*** Opening Data to use ***
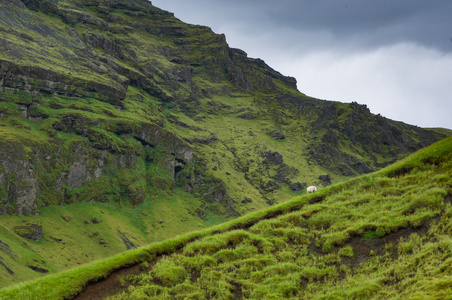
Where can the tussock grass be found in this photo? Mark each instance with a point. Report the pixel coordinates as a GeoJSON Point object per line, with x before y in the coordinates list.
{"type": "Point", "coordinates": [383, 235]}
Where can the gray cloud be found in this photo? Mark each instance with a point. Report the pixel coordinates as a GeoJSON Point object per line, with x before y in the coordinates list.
{"type": "Point", "coordinates": [394, 56]}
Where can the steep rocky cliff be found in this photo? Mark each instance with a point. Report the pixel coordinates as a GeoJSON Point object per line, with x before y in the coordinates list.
{"type": "Point", "coordinates": [90, 88]}
{"type": "Point", "coordinates": [121, 125]}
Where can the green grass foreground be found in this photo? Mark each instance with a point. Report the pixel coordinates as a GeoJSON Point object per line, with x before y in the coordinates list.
{"type": "Point", "coordinates": [383, 235]}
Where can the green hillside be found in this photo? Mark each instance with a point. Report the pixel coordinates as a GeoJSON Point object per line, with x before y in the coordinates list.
{"type": "Point", "coordinates": [386, 235]}
{"type": "Point", "coordinates": [121, 126]}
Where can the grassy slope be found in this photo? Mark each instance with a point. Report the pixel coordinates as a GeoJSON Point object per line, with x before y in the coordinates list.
{"type": "Point", "coordinates": [61, 47]}
{"type": "Point", "coordinates": [383, 235]}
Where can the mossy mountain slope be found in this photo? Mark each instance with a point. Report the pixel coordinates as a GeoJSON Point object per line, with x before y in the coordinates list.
{"type": "Point", "coordinates": [116, 107]}
{"type": "Point", "coordinates": [386, 235]}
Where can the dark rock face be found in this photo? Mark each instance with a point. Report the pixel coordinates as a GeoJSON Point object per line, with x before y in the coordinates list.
{"type": "Point", "coordinates": [275, 133]}
{"type": "Point", "coordinates": [326, 180]}
{"type": "Point", "coordinates": [297, 186]}
{"type": "Point", "coordinates": [29, 231]}
{"type": "Point", "coordinates": [273, 157]}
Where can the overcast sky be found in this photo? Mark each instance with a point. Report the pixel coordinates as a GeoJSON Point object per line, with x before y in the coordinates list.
{"type": "Point", "coordinates": [393, 55]}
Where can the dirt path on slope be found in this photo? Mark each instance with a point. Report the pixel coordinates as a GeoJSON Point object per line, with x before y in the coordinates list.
{"type": "Point", "coordinates": [108, 286]}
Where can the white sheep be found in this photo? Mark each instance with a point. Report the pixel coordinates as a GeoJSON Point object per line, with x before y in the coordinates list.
{"type": "Point", "coordinates": [311, 189]}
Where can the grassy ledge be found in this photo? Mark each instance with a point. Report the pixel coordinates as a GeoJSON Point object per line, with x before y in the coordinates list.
{"type": "Point", "coordinates": [311, 246]}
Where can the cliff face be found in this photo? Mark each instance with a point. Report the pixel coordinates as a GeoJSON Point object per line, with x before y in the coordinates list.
{"type": "Point", "coordinates": [113, 101]}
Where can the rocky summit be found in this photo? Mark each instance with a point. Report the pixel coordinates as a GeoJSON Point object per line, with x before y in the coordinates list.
{"type": "Point", "coordinates": [118, 111]}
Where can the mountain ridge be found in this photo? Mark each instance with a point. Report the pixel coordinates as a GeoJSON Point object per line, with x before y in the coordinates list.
{"type": "Point", "coordinates": [118, 105]}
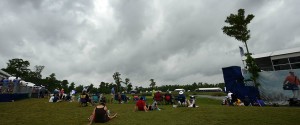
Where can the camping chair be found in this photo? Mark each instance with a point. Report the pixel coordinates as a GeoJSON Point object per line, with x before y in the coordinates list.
{"type": "Point", "coordinates": [83, 100]}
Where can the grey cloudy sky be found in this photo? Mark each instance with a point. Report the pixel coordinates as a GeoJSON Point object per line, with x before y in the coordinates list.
{"type": "Point", "coordinates": [171, 41]}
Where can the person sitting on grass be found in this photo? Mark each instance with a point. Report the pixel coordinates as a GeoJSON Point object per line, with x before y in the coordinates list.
{"type": "Point", "coordinates": [153, 106]}
{"type": "Point", "coordinates": [100, 114]}
{"type": "Point", "coordinates": [192, 102]}
{"type": "Point", "coordinates": [140, 105]}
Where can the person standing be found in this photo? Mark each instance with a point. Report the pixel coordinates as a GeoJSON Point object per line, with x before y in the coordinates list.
{"type": "Point", "coordinates": [294, 81]}
{"type": "Point", "coordinates": [140, 105]}
{"type": "Point", "coordinates": [112, 93]}
{"type": "Point", "coordinates": [5, 85]}
{"type": "Point", "coordinates": [229, 97]}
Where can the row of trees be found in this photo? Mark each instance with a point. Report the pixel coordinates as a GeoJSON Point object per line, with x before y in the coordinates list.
{"type": "Point", "coordinates": [20, 68]}
{"type": "Point", "coordinates": [237, 28]}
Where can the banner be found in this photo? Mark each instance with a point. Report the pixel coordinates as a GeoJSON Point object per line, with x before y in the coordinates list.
{"type": "Point", "coordinates": [271, 86]}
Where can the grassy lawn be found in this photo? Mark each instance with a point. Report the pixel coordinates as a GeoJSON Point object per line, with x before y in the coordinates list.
{"type": "Point", "coordinates": [41, 112]}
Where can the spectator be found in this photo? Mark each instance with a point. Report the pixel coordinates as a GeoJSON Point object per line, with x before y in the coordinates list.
{"type": "Point", "coordinates": [112, 94]}
{"type": "Point", "coordinates": [229, 97]}
{"type": "Point", "coordinates": [158, 97]}
{"type": "Point", "coordinates": [100, 114]}
{"type": "Point", "coordinates": [168, 98]}
{"type": "Point", "coordinates": [192, 102]}
{"type": "Point", "coordinates": [154, 106]}
{"type": "Point", "coordinates": [294, 81]}
{"type": "Point", "coordinates": [16, 85]}
{"type": "Point", "coordinates": [5, 85]}
{"type": "Point", "coordinates": [181, 99]}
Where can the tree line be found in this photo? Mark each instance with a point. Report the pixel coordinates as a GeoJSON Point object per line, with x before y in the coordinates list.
{"type": "Point", "coordinates": [20, 68]}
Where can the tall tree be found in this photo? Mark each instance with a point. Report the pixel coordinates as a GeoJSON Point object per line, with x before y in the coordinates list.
{"type": "Point", "coordinates": [152, 84]}
{"type": "Point", "coordinates": [118, 80]}
{"type": "Point", "coordinates": [71, 86]}
{"type": "Point", "coordinates": [127, 81]}
{"type": "Point", "coordinates": [238, 26]}
{"type": "Point", "coordinates": [238, 29]}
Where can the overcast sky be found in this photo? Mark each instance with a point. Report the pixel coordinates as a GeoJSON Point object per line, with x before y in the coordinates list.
{"type": "Point", "coordinates": [170, 41]}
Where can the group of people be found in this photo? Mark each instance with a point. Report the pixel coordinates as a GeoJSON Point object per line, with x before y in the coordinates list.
{"type": "Point", "coordinates": [101, 114]}
{"type": "Point", "coordinates": [9, 86]}
{"type": "Point", "coordinates": [181, 101]}
{"type": "Point", "coordinates": [59, 95]}
{"type": "Point", "coordinates": [232, 100]}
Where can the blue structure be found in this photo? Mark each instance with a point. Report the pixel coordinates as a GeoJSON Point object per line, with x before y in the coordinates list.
{"type": "Point", "coordinates": [234, 82]}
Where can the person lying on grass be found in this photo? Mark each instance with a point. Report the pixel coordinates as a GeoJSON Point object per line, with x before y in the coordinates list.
{"type": "Point", "coordinates": [140, 105]}
{"type": "Point", "coordinates": [100, 114]}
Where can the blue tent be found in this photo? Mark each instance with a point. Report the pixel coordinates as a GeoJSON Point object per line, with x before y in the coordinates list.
{"type": "Point", "coordinates": [234, 82]}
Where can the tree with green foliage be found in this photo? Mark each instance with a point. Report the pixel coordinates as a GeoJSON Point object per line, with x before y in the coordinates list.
{"type": "Point", "coordinates": [238, 29]}
{"type": "Point", "coordinates": [152, 84]}
{"type": "Point", "coordinates": [71, 86]}
{"type": "Point", "coordinates": [17, 67]}
{"type": "Point", "coordinates": [118, 80]}
{"type": "Point", "coordinates": [238, 26]}
{"type": "Point", "coordinates": [64, 85]}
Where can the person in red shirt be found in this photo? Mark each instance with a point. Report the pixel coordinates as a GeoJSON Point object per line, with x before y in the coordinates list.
{"type": "Point", "coordinates": [141, 105]}
{"type": "Point", "coordinates": [294, 80]}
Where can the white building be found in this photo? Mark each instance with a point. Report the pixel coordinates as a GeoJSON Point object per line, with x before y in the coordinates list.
{"type": "Point", "coordinates": [278, 60]}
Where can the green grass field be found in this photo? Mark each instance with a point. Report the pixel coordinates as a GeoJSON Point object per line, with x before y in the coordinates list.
{"type": "Point", "coordinates": [41, 112]}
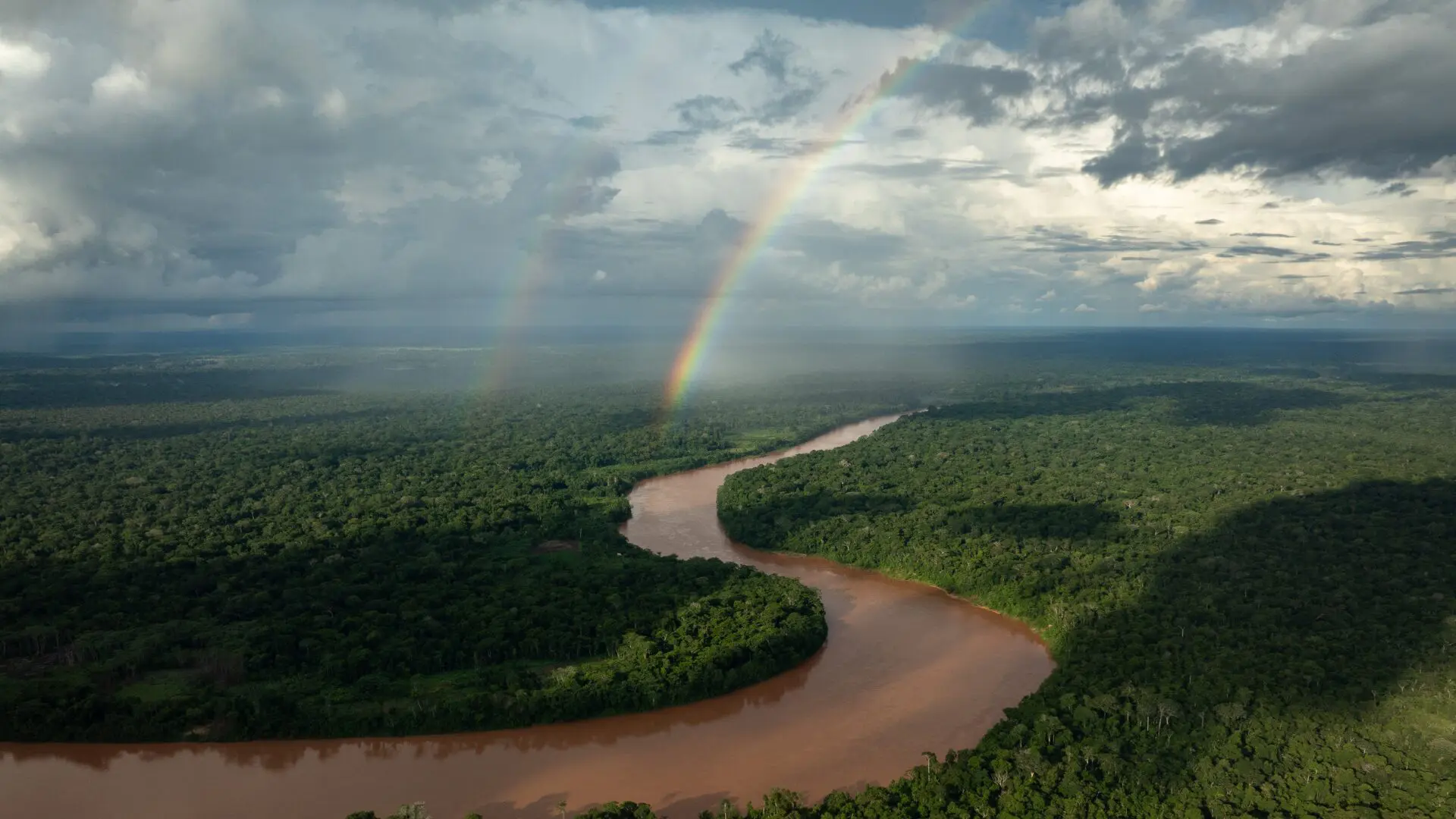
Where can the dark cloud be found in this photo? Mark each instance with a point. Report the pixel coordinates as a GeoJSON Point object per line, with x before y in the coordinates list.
{"type": "Point", "coordinates": [670, 137]}
{"type": "Point", "coordinates": [1057, 241]}
{"type": "Point", "coordinates": [770, 55]}
{"type": "Point", "coordinates": [1256, 251]}
{"type": "Point", "coordinates": [590, 123]}
{"type": "Point", "coordinates": [1439, 245]}
{"type": "Point", "coordinates": [1373, 104]}
{"type": "Point", "coordinates": [934, 168]}
{"type": "Point", "coordinates": [708, 112]}
{"type": "Point", "coordinates": [797, 86]}
{"type": "Point", "coordinates": [970, 91]}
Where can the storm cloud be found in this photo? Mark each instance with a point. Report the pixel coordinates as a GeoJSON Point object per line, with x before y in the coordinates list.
{"type": "Point", "coordinates": [223, 164]}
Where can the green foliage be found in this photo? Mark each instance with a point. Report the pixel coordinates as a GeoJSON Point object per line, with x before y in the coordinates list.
{"type": "Point", "coordinates": [1250, 589]}
{"type": "Point", "coordinates": [289, 561]}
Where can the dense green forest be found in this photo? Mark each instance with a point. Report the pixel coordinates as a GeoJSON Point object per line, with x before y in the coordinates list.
{"type": "Point", "coordinates": [228, 547]}
{"type": "Point", "coordinates": [1250, 588]}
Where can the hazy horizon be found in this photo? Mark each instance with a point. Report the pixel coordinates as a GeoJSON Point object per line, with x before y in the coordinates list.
{"type": "Point", "coordinates": [960, 164]}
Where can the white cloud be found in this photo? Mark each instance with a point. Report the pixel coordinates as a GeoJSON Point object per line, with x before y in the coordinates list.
{"type": "Point", "coordinates": [118, 83]}
{"type": "Point", "coordinates": [22, 61]}
{"type": "Point", "coordinates": [231, 150]}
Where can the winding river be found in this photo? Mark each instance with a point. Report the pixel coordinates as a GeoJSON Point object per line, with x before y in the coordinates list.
{"type": "Point", "coordinates": [906, 670]}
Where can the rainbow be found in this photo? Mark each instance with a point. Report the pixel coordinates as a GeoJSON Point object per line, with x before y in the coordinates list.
{"type": "Point", "coordinates": [770, 215]}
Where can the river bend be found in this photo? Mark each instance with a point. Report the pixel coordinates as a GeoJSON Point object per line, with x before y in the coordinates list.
{"type": "Point", "coordinates": [906, 670]}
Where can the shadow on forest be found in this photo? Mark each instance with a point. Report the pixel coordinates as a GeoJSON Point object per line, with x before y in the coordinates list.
{"type": "Point", "coordinates": [165, 430]}
{"type": "Point", "coordinates": [180, 607]}
{"type": "Point", "coordinates": [1291, 608]}
{"type": "Point", "coordinates": [104, 388]}
{"type": "Point", "coordinates": [1228, 404]}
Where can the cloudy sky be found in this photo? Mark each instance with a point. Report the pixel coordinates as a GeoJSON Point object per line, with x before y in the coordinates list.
{"type": "Point", "coordinates": [191, 164]}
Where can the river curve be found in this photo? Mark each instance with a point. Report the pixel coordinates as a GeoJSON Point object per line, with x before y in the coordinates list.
{"type": "Point", "coordinates": [906, 670]}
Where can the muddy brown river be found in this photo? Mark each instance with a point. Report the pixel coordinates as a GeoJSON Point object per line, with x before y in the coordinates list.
{"type": "Point", "coordinates": [906, 670]}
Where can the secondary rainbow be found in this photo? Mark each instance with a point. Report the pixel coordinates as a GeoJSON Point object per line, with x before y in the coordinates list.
{"type": "Point", "coordinates": [770, 216]}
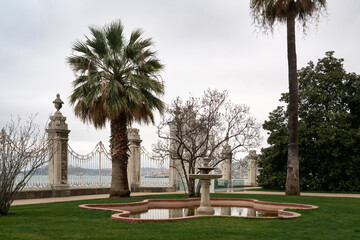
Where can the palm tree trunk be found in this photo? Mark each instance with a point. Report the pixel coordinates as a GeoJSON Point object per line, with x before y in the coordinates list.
{"type": "Point", "coordinates": [119, 155]}
{"type": "Point", "coordinates": [292, 177]}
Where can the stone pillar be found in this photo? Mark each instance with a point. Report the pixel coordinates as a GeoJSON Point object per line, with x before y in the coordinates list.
{"type": "Point", "coordinates": [58, 136]}
{"type": "Point", "coordinates": [226, 164]}
{"type": "Point", "coordinates": [252, 168]}
{"type": "Point", "coordinates": [135, 158]}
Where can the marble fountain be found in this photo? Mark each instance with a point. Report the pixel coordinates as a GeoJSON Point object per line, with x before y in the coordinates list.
{"type": "Point", "coordinates": [181, 209]}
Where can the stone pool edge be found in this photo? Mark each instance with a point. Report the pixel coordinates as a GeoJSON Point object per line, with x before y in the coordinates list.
{"type": "Point", "coordinates": [126, 208]}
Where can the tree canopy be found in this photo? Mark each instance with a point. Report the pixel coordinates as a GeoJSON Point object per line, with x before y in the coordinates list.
{"type": "Point", "coordinates": [202, 127]}
{"type": "Point", "coordinates": [117, 80]}
{"type": "Point", "coordinates": [329, 131]}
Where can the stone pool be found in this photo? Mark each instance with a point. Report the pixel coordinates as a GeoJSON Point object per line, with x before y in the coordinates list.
{"type": "Point", "coordinates": [181, 209]}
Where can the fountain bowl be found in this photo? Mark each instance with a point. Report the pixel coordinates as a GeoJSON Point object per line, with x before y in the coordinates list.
{"type": "Point", "coordinates": [203, 176]}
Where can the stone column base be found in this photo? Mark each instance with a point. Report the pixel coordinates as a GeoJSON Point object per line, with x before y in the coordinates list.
{"type": "Point", "coordinates": [135, 187]}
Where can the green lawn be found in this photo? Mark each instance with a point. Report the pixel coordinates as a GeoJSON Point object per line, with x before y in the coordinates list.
{"type": "Point", "coordinates": [336, 218]}
{"type": "Point", "coordinates": [303, 191]}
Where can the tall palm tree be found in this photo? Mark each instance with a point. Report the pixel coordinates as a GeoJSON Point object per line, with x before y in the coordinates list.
{"type": "Point", "coordinates": [266, 13]}
{"type": "Point", "coordinates": [117, 80]}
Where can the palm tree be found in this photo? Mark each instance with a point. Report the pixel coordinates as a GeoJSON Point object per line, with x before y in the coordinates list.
{"type": "Point", "coordinates": [117, 80]}
{"type": "Point", "coordinates": [266, 13]}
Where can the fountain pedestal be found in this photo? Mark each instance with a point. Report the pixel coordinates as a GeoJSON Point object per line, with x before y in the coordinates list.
{"type": "Point", "coordinates": [205, 206]}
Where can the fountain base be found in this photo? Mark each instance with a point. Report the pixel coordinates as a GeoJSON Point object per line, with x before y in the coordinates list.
{"type": "Point", "coordinates": [205, 210]}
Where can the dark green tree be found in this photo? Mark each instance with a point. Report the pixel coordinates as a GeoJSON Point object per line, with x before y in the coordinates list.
{"type": "Point", "coordinates": [329, 130]}
{"type": "Point", "coordinates": [117, 80]}
{"type": "Point", "coordinates": [266, 14]}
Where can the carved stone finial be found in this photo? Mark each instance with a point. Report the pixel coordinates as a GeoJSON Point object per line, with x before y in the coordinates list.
{"type": "Point", "coordinates": [206, 161]}
{"type": "Point", "coordinates": [58, 102]}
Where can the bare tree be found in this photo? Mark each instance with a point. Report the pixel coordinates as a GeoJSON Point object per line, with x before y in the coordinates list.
{"type": "Point", "coordinates": [22, 150]}
{"type": "Point", "coordinates": [198, 127]}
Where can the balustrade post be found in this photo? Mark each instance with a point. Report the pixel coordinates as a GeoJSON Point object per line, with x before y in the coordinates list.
{"type": "Point", "coordinates": [252, 168]}
{"type": "Point", "coordinates": [58, 136]}
{"type": "Point", "coordinates": [226, 164]}
{"type": "Point", "coordinates": [135, 158]}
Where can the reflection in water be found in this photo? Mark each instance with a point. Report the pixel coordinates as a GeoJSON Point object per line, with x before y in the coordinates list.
{"type": "Point", "coordinates": [159, 213]}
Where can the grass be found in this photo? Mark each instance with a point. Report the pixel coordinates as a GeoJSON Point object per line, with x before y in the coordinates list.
{"type": "Point", "coordinates": [336, 218]}
{"type": "Point", "coordinates": [303, 191]}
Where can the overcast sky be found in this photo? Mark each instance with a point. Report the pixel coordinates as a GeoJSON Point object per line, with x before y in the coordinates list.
{"type": "Point", "coordinates": [203, 43]}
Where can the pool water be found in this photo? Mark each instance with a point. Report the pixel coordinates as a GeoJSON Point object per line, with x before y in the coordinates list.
{"type": "Point", "coordinates": [161, 213]}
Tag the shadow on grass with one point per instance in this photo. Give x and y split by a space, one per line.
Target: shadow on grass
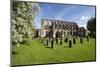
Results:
14 53
66 46
49 47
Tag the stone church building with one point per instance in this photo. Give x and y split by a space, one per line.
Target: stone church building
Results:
67 28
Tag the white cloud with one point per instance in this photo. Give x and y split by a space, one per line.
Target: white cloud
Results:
84 18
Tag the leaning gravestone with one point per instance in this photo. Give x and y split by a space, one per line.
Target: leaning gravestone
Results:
70 43
52 43
61 41
66 40
47 42
81 40
87 38
56 40
74 40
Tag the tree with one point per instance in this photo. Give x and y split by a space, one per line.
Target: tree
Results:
23 14
91 26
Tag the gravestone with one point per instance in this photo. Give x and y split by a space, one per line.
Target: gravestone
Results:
70 43
52 43
81 40
56 40
74 40
47 42
87 38
61 41
66 40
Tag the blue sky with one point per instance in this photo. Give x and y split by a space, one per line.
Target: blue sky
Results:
67 12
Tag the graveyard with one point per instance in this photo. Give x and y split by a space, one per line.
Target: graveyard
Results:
51 36
36 52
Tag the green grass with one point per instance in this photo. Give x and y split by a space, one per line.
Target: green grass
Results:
37 53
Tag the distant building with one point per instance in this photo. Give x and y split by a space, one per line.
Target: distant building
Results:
82 31
65 28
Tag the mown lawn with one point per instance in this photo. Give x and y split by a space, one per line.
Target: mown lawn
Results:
34 52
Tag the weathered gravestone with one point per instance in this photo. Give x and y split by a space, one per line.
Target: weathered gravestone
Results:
61 41
66 40
47 42
87 38
70 43
56 40
74 40
81 40
52 43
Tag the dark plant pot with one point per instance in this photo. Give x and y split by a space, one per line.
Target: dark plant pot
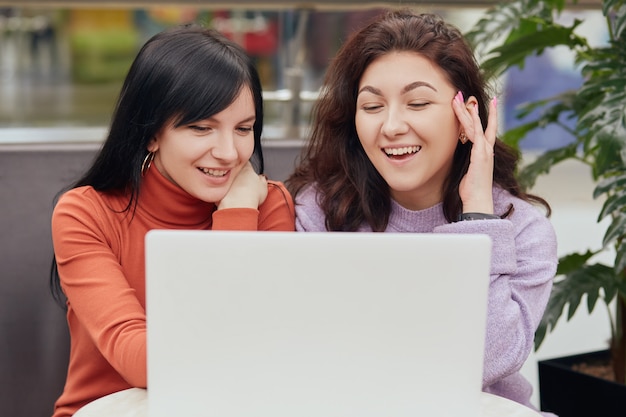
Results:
569 393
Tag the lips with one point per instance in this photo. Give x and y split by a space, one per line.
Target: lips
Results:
402 151
214 172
*** Closing Data to use ***
### Assigned task:
Every line from the one containing "Target: tree" through the last line of the records is to be reproduced exactly, with pictures left out and nothing else given.

### Written response:
Target: tree
Results:
23 14
91 26
Tag the gravestone with one point per instance in this photo. Give x and y split by a space, one per line.
Target: gravestone
Results:
70 43
52 43
81 40
56 40
74 40
47 42
87 38
61 41
66 40
Tag the blue sky with one point per instance in this photo. Give x and y split by a space, one per line.
Target: blue sky
Results:
67 12
Tag the graveyard with one point per instance in this photo. Give x and y split by a space, one per line.
Target: graveyard
Results:
51 36
36 52
Tag the green grass with one point per instance in this photo. Give x and y split by a space, one per line.
Target: green grass
Results:
37 53
Tag the distant building with one point per instance in this photo. Give x and y split by a space, one per line.
Target: distant building
Results:
82 31
65 28
Tag the mown lawn with one point per instance in this photo. Give x and y split by a space, one per line.
Target: mown lawn
Results:
34 52
Tag the weathered gravestone with one point per instance in this photo. Give x and y split by a space, one per line.
Target: weathered gravestone
Results:
61 41
66 40
47 42
87 38
70 43
56 40
74 40
81 40
52 43
Tag the dark plant pot with one point per instance in this photo. Give x and y split by a space, one per line.
Target: dark plant pot
Results:
569 393
Tag the lips with one point per instance in this photo. Give x and y split by a space, one per line.
Target: lips
Results:
402 151
214 172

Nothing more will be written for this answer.